■ STORED ROWS
-*-*-
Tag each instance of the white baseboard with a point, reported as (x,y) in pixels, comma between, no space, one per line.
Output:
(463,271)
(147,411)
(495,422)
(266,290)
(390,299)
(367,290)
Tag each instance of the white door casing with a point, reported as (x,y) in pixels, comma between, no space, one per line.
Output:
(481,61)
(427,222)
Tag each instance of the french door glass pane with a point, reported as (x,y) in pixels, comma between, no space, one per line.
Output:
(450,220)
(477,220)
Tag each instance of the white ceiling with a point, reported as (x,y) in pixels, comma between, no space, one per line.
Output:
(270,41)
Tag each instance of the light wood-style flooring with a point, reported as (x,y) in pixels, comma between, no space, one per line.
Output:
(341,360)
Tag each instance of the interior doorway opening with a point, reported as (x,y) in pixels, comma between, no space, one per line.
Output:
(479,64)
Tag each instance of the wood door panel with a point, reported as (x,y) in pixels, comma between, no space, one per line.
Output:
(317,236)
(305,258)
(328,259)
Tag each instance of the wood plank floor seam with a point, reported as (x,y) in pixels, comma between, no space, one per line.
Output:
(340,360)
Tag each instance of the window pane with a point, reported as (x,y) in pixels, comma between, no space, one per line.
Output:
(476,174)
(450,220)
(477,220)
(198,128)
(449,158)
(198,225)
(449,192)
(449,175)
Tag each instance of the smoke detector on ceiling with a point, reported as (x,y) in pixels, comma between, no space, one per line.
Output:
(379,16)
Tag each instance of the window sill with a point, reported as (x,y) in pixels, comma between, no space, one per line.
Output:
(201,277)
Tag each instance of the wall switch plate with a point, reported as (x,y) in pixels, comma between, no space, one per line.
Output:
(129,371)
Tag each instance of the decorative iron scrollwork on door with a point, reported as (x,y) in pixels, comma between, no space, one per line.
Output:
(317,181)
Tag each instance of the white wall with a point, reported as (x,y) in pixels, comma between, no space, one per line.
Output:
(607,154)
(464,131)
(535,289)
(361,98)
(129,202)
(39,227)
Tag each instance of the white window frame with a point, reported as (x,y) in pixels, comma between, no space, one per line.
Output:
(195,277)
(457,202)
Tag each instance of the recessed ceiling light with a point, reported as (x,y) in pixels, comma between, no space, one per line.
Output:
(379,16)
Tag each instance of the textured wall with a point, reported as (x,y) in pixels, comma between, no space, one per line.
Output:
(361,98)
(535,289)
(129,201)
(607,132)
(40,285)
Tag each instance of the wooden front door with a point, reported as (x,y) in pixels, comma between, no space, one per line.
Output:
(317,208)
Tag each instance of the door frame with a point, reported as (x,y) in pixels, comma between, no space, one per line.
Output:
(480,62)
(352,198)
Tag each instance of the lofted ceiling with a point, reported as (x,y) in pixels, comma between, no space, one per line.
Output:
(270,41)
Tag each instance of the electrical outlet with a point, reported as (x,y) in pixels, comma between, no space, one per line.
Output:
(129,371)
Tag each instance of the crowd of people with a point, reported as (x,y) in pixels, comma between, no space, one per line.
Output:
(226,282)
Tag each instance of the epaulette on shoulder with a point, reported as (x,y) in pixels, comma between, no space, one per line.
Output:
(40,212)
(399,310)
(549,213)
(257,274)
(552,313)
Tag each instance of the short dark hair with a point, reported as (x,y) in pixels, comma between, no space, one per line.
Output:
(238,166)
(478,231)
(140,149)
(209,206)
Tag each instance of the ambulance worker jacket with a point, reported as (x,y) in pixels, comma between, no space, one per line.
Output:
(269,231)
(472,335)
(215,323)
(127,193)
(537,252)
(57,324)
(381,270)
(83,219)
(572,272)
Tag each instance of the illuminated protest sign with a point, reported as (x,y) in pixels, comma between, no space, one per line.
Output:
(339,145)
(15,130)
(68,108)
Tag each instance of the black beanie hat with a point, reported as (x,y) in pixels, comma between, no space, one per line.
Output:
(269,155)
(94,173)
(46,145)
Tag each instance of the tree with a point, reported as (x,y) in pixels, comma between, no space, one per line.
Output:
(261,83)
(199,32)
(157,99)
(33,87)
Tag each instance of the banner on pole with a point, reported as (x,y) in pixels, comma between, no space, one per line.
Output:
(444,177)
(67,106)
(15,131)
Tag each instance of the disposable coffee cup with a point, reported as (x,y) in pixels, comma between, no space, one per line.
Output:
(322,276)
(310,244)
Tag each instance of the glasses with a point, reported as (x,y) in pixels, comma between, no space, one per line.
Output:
-*-*-
■ TASK TO COMPLETE
Rescale the part that opens with the line containing "Tag each instance of the tree" and closes with the last line of the items. Repeat every line of it, requests included, with each point coordinate in the answers multiplied by 0.5 and rounded to a whole number, halves rounded up.

■ RESPONSE
Tag each instance of the tree with a point, reported as (x,y) in pixels, comma between, no space, one per line.
Output:
(131,42)
(100,16)
(79,50)
(17,44)
Tag each instance of the banner on pole with a point, reported as (x,y) in pixels, comma between, no space, one per line.
Output:
(222,89)
(34,53)
(8,66)
Tag each instance of the disposable coffee cup with a point, reported as (x,y) in pixels, comma between, no space, one per line.
Output:
(161,138)
(155,122)
Tag each instance of the glasses with a point, reported as (x,y) in pixels, comma between, no space, one per line.
Output:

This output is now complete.